[Belge bölümü]
----------------

Hastaneden yapılan açıklamaya göre, böbrek yapıları ve işlevleri nedeniyle toksisite riskine en fazla açık olan organ olarak biliniyor.
Nefrotoksisite, böbrekte toksik kimyasallar ve ilaçların yol açtığı zehirleyici etkiler olarak tanımlanıyor.
Çoğu ilacın, nefrotoksik etkisi böbrekle ilgili tedavi gören veya görmüş hastalarda daha çok ortaya çıkarken bazı ilaçlar böbrek fonksiyonlarını çoklu şekilde etkiliyor.
Açıklamada görüşlerine yer verilen Medical Point Gaziantep Hastanesi Nefroloji Uzmanı Doktor Büyükbakkal, toksisitenin kimyasalın dozu olduğunu ve kişinin böbrek fonksiyonlarına bağlı olarak oluştuğunu belirterek, ağrı kesiciler, antibiyotikler, kalp ve tansiyon ilaçları, ağır metaller (civa, kurşun, kadmiyum gibi) ve kemoterapotik ilaçların uzun süreli ve yüksek doz kullanılmaları ile ortaya çıktığını aktardı.
Aristoloşik asit içeren ve piyasada satılan bazı bitkisel ürünlerin kullanımında toksikin etkili olabildiğini vurgulayan Büyükbakkal, diğer hususun ise Hipersensitivite (aşırı duyarlılık) reaksiyonları olarak adlandırıldığını ve kimyasalın dozuna bağlı olmadığını kaydetti.

----------------

[Çıkarılan kayıtlar]
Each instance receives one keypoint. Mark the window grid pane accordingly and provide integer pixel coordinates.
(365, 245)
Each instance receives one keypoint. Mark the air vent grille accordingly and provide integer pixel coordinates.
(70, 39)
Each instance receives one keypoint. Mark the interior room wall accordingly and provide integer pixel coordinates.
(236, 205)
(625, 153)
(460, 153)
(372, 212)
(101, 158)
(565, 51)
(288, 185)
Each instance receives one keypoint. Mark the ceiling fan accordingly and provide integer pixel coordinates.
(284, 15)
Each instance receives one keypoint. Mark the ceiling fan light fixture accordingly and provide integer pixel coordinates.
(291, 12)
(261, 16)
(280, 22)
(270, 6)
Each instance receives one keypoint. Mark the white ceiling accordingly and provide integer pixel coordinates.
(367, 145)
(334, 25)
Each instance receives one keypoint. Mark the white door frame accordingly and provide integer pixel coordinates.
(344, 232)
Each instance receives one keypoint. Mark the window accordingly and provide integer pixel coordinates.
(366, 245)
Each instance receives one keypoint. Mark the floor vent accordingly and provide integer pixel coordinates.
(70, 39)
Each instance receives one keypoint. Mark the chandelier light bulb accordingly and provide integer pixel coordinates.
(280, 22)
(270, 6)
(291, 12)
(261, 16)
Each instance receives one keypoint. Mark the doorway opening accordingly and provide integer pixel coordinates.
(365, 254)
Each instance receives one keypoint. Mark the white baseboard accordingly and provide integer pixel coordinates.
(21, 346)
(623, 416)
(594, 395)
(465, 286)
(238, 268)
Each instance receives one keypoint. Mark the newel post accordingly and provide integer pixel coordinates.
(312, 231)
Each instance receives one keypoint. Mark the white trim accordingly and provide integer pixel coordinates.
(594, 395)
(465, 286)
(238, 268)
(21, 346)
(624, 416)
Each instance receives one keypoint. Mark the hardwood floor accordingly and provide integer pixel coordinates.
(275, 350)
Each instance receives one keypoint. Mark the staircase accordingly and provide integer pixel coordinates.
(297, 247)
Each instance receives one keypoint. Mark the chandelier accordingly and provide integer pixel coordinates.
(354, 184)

----------------

[Etkinlik] Böbrek toksisitesini anlatan metni, son cümlesinin ardından gelecek şekilde devam ettirin.

[Cevap alanı]
Büyükbakkal, son yıllarda, dünyanın her yerinden daha fazla insanın tamamlayıcı ve bütünleştirici tıbba (TBT) eğilim gösterdiğini bildirerek, şunları kaydetti:
"Bitkisel ürünler, doğal ve güvenli oldukları düşünülerek, reçeteli veya reçetesiz olarak hastalar tarafından sıklıkla kullanılmakta. Bitkisel ürünlerle ilişkili olarak ortaya çıkan böbrek hasarını rapor eden pek çok vaka bildirimleri bulunmaktadır. En iyi bilinen bitki kaynaklı böbrek hasarı, aristoloşik asit nefropatisidir. Birinci basamak hekimlerinin, sıklıkla hastalar tarafından belirtilmeyen bu tür tedavilerin potansiyel riskleri konusunda farkında olmaları ve hastalarını bitkisel ilaç kullanımları konusunda dikkatlice sorgulamaları gerekmektedir."